▸ Tareas pendientes
1. Enumera, en el orden en que aparecen, todos los verbos en infinitivo de la crítica sobre la película de Aronofsky.
2. Prosigue la crítica sobre la película de Aronofsky a partir de su última frase.

A ningún personaje se le llegan a ver los susodichos genitales, pero el espíritu de todos se pasea desnudo por la casa de Brendan Fraser, que es el único escenario donde transcurren las muchas catarsis. Aronofsky ha querido rodar un drama y le ha salido un dramón. Se ha pasado mucho de rosca -como suele ser habitual- y así es difícil empatizar con el personal. Hay un momento, en todo dramón, en el que sientes que la mano del director está hurgándote por dentro, manipulándote con músicas y diálogos, y es ahí, en ese contacto no consentido -porque no es no también en la ficción- cuando te sales de la película y comprendes eso, que estás viendo una película, y que ya apenas te crees lo que ves y lo que escuchas, aunque el esfuerzo de actores y actrices sea descomunal y digno de agradecer.

▸ Material aportado
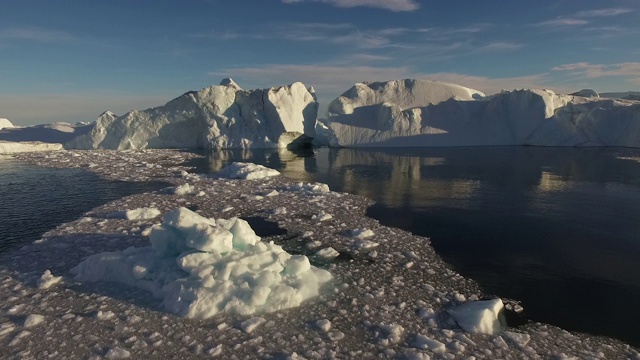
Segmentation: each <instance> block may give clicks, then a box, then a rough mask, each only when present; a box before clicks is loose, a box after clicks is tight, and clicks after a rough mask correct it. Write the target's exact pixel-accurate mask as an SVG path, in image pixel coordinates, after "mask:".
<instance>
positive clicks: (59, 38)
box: [0, 28, 75, 43]
mask: <svg viewBox="0 0 640 360" xmlns="http://www.w3.org/2000/svg"><path fill="white" fill-rule="evenodd" d="M74 39H75V38H74V36H72V35H71V34H69V33H67V32H65V31H58V30H50V29H41V28H7V29H0V40H19V41H33V42H41V43H59V42H67V41H72V40H74Z"/></svg>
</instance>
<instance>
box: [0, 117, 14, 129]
mask: <svg viewBox="0 0 640 360" xmlns="http://www.w3.org/2000/svg"><path fill="white" fill-rule="evenodd" d="M12 127H13V123H11V121H9V119H5V118H0V130H2V129H4V128H12Z"/></svg>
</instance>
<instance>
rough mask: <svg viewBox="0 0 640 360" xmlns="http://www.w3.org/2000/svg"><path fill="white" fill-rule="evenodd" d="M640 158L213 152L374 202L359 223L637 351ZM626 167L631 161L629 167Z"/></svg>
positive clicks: (321, 149)
mask: <svg viewBox="0 0 640 360" xmlns="http://www.w3.org/2000/svg"><path fill="white" fill-rule="evenodd" d="M639 157H640V150H638V149H620V148H613V149H612V148H580V149H577V148H536V147H482V148H429V149H385V150H353V149H319V150H314V151H306V152H298V153H292V152H289V151H286V150H281V151H266V152H265V151H258V152H256V151H254V152H249V153H247V152H244V153H243V152H216V153H214V154H210V156H209V157H208V160H207V163H201V164H199V167H200V171H207V172H216V171H218V170H219V169H220V168H221V167H222V166H224V165H226V164H227V163H229V162H231V161H240V160H244V161H247V160H248V161H252V162H257V163H260V164H263V165H266V166H269V167H273V168H276V169H279V170H280V171H281V172H282V173H283V174H284V175H285V176H287V177H289V178H293V179H297V180H300V181H320V182H324V183H327V184H329V186H330V187H331V188H332V189H333V190H337V191H346V192H350V193H354V194H359V195H364V196H367V197H369V198H371V199H373V200H375V201H376V204H375V205H373V206H372V207H371V208H370V209H369V210H368V215H369V216H372V217H374V218H376V219H378V220H380V222H381V223H383V224H385V225H389V226H395V227H399V228H403V229H405V230H408V231H411V232H413V233H416V234H419V235H423V236H428V237H430V238H431V239H432V242H433V245H434V247H435V248H436V251H437V252H438V253H439V254H440V255H441V256H442V257H443V258H444V259H445V260H446V261H447V262H449V263H450V264H452V265H453V266H454V267H455V268H456V269H457V270H458V271H459V272H460V273H462V274H463V275H465V276H470V277H472V278H474V279H476V280H477V281H478V282H480V283H481V285H482V286H483V287H484V288H485V289H486V291H487V292H490V293H494V294H498V295H500V296H504V297H511V298H515V299H521V300H523V305H524V306H525V308H526V310H527V312H528V313H529V315H530V316H531V317H532V318H533V319H535V320H537V321H543V322H548V323H552V324H556V325H559V326H562V327H564V328H568V329H573V330H579V331H587V332H591V333H596V334H604V335H608V336H614V337H618V338H620V339H623V340H626V341H628V342H631V343H633V344H636V345H640V335H636V331H635V329H636V324H637V323H638V322H639V321H640V309H637V308H631V307H630V306H628V304H631V303H634V302H635V301H640V262H638V261H637V259H638V256H639V255H640V211H639V210H640V163H639V162H637V161H633V159H638V158H639ZM630 159H631V160H630Z"/></svg>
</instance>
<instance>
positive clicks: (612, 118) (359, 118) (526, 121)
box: [325, 80, 640, 147]
mask: <svg viewBox="0 0 640 360" xmlns="http://www.w3.org/2000/svg"><path fill="white" fill-rule="evenodd" d="M416 84H419V86H416ZM416 88H418V89H419V91H416ZM447 96H448V98H447ZM329 111H330V114H329V118H328V120H327V121H326V125H327V127H328V129H329V133H328V134H326V135H325V136H326V138H327V139H328V143H329V145H331V146H346V147H357V146H361V147H420V146H482V145H537V146H628V147H640V102H638V101H631V100H622V99H604V98H598V97H589V98H587V97H582V96H572V95H561V94H556V93H554V92H552V91H550V90H514V91H503V92H501V93H499V94H496V95H492V96H488V97H484V96H482V93H481V92H479V91H475V90H472V89H468V88H464V87H461V86H457V85H452V84H446V83H439V82H426V81H417V80H400V81H398V80H395V81H388V82H385V83H372V84H356V86H354V87H353V88H351V89H350V90H348V91H347V92H345V93H344V94H343V95H342V96H340V97H339V98H338V99H336V100H334V101H333V102H332V103H331V105H330V107H329Z"/></svg>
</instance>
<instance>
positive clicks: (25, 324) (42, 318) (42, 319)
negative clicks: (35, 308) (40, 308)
mask: <svg viewBox="0 0 640 360" xmlns="http://www.w3.org/2000/svg"><path fill="white" fill-rule="evenodd" d="M44 321H45V317H44V316H42V315H38V314H30V315H29V316H27V318H26V319H25V320H24V327H25V328H30V327H34V326H38V325H39V324H42V323H43V322H44Z"/></svg>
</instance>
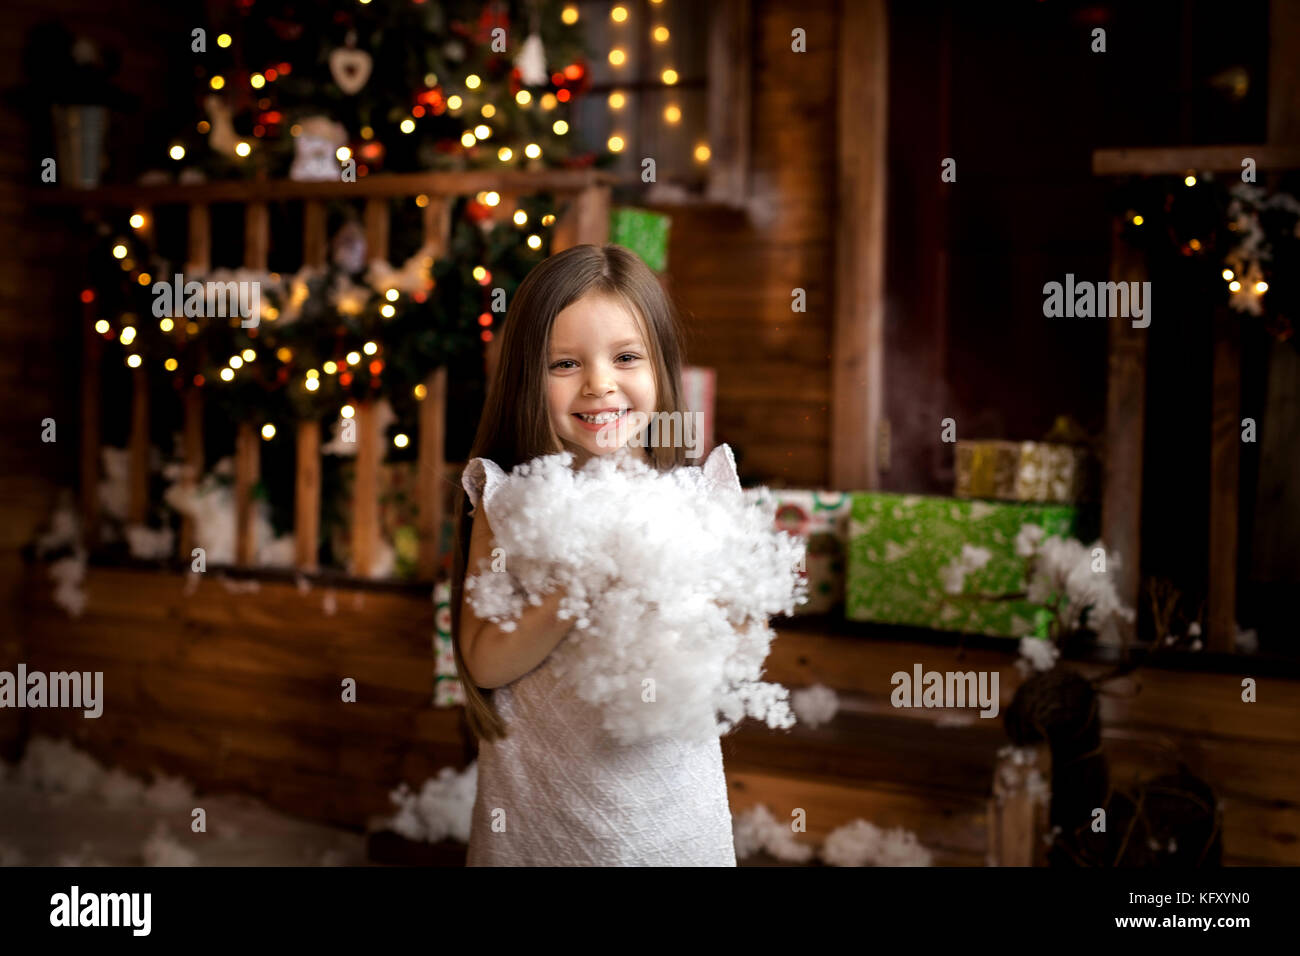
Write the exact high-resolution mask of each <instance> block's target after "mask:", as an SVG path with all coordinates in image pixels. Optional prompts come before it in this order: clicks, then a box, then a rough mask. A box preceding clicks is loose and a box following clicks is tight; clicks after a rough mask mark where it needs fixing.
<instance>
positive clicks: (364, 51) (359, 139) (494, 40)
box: [170, 0, 612, 179]
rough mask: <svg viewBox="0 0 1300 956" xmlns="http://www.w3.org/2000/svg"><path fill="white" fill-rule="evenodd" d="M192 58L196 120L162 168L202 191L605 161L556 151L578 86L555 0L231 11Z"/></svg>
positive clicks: (565, 11)
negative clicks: (297, 183)
mask: <svg viewBox="0 0 1300 956" xmlns="http://www.w3.org/2000/svg"><path fill="white" fill-rule="evenodd" d="M567 7H572V4H568V5H567ZM191 46H192V48H194V53H192V56H194V60H195V68H194V70H195V79H196V83H198V88H196V98H195V107H196V111H198V114H196V116H195V121H194V122H191V124H188V125H187V131H186V133H185V134H181V135H178V137H177V138H175V139H174V140H173V142H172V143H170V155H172V157H173V159H175V160H177V161H181V163H183V164H186V165H187V166H199V168H201V169H203V170H204V172H205V174H207V176H209V177H212V178H229V177H240V176H268V177H272V178H274V177H282V176H290V174H291V176H292V177H294V178H304V179H307V178H311V179H316V178H320V179H324V178H333V179H337V178H339V177H341V173H342V170H343V166H344V164H346V161H347V160H348V159H350V157H351V159H355V163H356V168H355V174H356V176H357V177H361V176H368V174H370V173H374V172H380V170H387V172H415V170H425V169H512V168H555V166H590V165H599V166H604V165H607V164H608V161H610V160H611V159H612V157H610V156H608V155H607V153H602V155H599V156H598V155H597V153H594V152H586V153H582V155H573V153H572V152H571V150H569V139H571V138H569V135H568V133H569V127H571V124H572V121H573V107H575V100H576V98H577V96H580V95H581V94H582V92H584V91H585V90H586V87H588V86H589V85H590V72H589V68H588V57H586V51H585V48H584V43H582V31H581V27H580V26H578V23H577V18H576V17H575V16H573V14H572V10H565V9H562V4H560V3H555V1H554V0H526V1H525V0H489V3H484V1H482V0H447V1H445V3H434V1H433V0H373V1H370V3H367V1H365V0H237V3H234V4H231V5H230V7H229V8H227V9H226V10H225V18H224V20H214V21H213V22H212V26H211V29H208V30H207V33H205V34H204V35H203V36H196V38H195V39H194V43H192V44H191ZM178 147H179V148H178Z"/></svg>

▸ Respuestas en orden
1. ver, rodar, ser, empatizar, agradecer

2.
Había otra película en la que sus protagonistas decidían suicidarse comiendo hasta reventar. Se titulaba “La gran comilona” y recuerdo que salían en ella Mastroianni y Michel Piccoli. Como el guion era de Rafael Azcona la cosa no terminaba en dramón, que menudo era don Rafael para caer en la trampa de las cursilerías. “La gran comilona”, por no ser, no era ni un drama, sino una astracanada cuyo final la verdad ya no recuerdo. Es igual... Son dos formas de entender el cine, y yo me quedo con la de Azcona y Marco Ferreri. 

Posdata: me puse a ver “La ballena” después de la siesta, con el café y dos panes de leche en el regazo, bien untadicos en mantequilla, y tal fue mi impresión al ver a Brendan Fraser que aparté uno para la cena, avergonzado de mí mismo.